## Provided material
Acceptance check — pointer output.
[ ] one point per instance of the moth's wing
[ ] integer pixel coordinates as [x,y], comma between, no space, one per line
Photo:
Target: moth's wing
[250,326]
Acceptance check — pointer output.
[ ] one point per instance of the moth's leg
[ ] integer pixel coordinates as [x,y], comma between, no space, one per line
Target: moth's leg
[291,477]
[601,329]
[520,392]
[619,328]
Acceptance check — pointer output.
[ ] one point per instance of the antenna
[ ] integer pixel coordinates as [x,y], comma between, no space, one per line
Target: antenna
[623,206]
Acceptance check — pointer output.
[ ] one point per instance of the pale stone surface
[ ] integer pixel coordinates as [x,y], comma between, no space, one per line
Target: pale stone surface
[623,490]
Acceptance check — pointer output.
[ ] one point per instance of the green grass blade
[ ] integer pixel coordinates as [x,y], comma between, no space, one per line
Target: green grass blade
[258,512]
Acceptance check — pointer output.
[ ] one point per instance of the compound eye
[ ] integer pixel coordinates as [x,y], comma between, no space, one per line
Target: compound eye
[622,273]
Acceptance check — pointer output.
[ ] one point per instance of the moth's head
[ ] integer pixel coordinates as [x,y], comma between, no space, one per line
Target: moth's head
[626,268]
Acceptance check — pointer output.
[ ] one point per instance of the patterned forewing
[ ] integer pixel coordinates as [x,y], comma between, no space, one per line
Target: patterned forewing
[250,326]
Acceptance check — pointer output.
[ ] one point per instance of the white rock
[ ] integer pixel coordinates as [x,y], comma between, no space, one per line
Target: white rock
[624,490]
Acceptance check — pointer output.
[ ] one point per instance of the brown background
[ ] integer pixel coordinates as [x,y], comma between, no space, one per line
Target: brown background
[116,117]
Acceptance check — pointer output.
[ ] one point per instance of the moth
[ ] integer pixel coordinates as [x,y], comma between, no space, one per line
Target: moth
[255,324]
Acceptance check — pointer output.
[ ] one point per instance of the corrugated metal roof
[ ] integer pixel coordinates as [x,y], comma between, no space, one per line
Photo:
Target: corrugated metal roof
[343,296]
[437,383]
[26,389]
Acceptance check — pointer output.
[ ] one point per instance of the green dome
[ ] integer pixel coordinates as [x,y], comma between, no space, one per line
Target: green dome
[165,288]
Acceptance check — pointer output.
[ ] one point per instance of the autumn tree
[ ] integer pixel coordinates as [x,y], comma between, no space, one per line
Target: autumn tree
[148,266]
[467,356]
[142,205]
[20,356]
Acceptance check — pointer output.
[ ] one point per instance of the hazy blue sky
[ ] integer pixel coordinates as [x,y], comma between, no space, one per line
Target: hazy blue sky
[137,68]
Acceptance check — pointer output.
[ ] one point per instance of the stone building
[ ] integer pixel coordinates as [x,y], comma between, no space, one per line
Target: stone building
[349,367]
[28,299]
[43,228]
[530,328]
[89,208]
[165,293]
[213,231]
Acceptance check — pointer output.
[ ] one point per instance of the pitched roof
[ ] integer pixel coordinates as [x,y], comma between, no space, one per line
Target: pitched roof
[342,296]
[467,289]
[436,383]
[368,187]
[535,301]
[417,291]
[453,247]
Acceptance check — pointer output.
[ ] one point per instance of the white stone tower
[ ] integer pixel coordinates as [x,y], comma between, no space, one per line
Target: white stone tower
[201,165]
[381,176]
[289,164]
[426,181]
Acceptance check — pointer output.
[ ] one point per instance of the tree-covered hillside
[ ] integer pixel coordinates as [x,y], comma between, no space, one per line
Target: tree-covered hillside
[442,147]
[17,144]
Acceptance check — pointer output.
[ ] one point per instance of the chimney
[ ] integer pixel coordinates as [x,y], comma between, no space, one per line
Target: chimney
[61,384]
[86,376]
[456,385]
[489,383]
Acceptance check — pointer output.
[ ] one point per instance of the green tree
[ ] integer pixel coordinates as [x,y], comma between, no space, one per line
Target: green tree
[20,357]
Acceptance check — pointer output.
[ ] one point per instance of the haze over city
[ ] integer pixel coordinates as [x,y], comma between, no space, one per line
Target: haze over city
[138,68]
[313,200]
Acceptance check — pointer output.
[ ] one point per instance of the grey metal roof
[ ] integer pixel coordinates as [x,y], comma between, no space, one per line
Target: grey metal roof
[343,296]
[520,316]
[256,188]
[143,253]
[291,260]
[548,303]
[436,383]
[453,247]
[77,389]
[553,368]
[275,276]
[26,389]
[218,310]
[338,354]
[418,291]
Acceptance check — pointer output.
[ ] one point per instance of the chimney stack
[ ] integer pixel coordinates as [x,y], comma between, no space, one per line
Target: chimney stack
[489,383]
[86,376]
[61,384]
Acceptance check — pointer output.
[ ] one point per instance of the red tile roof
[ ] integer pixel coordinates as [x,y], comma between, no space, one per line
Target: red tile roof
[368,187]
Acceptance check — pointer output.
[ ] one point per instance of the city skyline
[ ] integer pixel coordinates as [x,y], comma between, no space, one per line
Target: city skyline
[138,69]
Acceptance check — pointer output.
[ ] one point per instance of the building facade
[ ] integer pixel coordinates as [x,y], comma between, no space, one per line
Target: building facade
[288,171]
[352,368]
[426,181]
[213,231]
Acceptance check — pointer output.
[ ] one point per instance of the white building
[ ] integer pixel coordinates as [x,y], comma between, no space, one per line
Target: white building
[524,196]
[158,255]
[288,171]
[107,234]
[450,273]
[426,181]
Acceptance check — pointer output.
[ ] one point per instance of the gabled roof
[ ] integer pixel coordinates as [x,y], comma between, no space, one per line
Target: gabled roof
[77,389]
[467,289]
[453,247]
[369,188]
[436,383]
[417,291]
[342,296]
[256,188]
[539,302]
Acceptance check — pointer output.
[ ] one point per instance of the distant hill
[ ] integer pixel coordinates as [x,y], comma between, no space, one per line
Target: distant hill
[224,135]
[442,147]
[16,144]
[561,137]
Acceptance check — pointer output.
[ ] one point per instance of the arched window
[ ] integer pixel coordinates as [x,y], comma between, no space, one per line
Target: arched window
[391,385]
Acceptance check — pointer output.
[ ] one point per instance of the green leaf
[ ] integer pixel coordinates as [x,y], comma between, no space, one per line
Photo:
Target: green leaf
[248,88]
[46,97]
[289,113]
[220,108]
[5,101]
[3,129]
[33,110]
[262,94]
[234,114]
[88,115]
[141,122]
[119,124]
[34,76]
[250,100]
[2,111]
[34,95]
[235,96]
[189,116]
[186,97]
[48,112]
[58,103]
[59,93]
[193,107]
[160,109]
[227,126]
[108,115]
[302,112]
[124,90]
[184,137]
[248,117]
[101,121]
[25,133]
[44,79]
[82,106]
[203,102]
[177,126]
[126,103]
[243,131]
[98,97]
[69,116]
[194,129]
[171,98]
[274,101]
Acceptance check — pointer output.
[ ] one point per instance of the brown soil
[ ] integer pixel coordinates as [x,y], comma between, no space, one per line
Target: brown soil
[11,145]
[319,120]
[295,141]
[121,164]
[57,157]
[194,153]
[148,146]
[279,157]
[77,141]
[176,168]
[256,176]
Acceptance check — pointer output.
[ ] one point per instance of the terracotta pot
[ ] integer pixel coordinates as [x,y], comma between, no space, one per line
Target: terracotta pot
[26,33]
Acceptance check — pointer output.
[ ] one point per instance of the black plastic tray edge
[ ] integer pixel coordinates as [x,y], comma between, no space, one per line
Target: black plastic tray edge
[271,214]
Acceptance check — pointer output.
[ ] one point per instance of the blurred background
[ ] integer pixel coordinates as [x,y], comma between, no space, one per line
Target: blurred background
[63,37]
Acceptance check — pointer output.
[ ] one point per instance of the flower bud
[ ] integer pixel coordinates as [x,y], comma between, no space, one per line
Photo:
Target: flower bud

* * *

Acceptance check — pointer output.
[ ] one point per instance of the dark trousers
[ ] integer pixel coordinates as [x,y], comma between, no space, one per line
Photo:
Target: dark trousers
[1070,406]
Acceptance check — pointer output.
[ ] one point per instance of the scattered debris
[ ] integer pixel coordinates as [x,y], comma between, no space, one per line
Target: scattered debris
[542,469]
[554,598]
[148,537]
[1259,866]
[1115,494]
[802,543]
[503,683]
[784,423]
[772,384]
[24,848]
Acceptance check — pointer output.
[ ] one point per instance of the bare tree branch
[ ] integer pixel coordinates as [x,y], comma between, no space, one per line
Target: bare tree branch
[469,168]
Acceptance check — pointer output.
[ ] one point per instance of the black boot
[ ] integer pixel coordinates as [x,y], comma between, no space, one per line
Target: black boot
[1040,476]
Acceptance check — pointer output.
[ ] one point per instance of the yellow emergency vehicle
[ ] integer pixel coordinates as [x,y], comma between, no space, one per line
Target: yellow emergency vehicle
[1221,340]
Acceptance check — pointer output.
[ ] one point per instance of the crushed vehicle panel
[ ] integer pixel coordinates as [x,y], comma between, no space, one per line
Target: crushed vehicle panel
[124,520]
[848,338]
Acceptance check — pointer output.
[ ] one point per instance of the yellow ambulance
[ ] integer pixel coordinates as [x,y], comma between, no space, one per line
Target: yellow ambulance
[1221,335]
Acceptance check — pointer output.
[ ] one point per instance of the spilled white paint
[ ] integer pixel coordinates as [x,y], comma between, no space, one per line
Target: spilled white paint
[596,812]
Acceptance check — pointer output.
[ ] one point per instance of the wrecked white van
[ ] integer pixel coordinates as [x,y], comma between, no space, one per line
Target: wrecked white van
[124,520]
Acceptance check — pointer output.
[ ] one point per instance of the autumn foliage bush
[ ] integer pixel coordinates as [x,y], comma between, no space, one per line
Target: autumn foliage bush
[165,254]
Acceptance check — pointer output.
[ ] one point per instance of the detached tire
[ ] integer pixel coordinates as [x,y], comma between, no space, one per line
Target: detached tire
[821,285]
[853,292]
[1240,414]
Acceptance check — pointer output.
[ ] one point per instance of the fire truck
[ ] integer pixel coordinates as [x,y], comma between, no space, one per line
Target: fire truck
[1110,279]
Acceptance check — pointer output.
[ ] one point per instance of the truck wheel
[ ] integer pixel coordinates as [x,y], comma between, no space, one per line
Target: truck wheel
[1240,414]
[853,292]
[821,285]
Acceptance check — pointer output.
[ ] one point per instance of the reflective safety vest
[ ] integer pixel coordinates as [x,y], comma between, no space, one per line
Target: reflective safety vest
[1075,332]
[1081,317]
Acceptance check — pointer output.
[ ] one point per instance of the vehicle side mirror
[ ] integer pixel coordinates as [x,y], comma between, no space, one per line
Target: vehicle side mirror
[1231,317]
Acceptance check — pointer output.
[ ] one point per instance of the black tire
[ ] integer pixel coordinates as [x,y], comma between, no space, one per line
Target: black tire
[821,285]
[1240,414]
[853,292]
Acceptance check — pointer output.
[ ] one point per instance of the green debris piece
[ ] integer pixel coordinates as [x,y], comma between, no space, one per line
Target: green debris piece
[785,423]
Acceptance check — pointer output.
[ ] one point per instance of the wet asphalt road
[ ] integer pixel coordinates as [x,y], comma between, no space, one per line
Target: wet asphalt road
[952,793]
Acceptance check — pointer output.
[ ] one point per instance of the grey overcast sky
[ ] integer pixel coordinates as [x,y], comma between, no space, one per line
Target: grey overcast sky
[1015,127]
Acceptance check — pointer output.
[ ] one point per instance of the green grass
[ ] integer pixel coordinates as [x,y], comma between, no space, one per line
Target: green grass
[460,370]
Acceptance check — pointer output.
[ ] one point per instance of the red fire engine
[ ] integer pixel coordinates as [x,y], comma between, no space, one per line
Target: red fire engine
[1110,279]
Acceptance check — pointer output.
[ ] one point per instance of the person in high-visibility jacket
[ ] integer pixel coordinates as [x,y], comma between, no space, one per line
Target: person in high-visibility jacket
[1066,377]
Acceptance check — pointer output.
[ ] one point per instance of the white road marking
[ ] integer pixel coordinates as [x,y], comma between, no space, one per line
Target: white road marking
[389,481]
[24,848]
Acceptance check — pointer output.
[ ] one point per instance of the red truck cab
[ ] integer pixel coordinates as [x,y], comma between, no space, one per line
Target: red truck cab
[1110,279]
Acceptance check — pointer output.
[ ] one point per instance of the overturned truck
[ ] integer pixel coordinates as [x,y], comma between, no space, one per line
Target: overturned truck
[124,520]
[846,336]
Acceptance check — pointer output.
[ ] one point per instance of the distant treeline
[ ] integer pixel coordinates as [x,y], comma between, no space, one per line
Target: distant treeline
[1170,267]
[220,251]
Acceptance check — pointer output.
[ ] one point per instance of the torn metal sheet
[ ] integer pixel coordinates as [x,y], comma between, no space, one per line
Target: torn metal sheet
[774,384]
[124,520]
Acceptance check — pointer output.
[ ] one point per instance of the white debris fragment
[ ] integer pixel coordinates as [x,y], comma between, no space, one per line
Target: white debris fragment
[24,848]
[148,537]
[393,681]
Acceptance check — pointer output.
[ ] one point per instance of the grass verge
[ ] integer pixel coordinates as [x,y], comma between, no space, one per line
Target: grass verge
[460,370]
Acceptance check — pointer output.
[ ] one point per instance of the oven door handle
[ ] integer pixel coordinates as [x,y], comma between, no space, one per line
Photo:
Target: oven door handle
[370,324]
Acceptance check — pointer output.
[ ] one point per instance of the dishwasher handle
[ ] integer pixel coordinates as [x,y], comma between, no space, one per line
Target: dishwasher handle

## Task statement
From the data above, select and copy every line that contains the string "skyline".

## Solution for this exercise
[ ] one point per instance of the city skyline
Target: city skyline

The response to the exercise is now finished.